WHAT TO WORK ON: Render each line of the records below as an item in a single numbered list, omitting any blank lines.

GIVEN DATA:
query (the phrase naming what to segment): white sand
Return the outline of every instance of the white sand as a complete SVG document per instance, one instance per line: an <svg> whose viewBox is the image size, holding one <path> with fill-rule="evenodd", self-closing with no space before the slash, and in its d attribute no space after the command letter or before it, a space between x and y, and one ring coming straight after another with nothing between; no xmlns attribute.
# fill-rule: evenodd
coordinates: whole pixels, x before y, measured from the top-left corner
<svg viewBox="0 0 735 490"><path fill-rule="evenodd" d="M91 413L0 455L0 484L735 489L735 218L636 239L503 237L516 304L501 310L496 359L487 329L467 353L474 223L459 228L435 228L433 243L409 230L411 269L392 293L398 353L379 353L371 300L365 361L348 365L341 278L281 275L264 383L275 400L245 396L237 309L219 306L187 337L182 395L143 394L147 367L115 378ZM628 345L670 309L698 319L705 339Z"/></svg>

RESPONSE FOR THIS EXERCISE:
1. query (the phrase naming what to segment): white sand
2. Return the outline of every instance of the white sand as a complete SVG document per instance, one instance per line: an <svg> whose viewBox is the image size, holding one <path> with fill-rule="evenodd", self-closing with no space before the slash, and in its d attribute no space after the command letter or before it, a space between x and y, and one ring coming straight after another with nothing between; no xmlns attribute.
3. # fill-rule: evenodd
4. coordinates: whole pixels, x before y, measured from the top-left corner
5. <svg viewBox="0 0 735 490"><path fill-rule="evenodd" d="M91 413L0 455L0 484L735 489L735 218L636 239L503 237L516 304L501 310L496 359L487 329L467 353L474 223L459 228L435 228L433 243L409 230L411 269L392 293L398 353L379 353L371 300L365 361L348 365L341 278L281 275L264 383L275 400L245 396L237 309L219 306L187 337L182 395L143 394L147 367L115 378ZM628 345L670 309L698 319L705 339Z"/></svg>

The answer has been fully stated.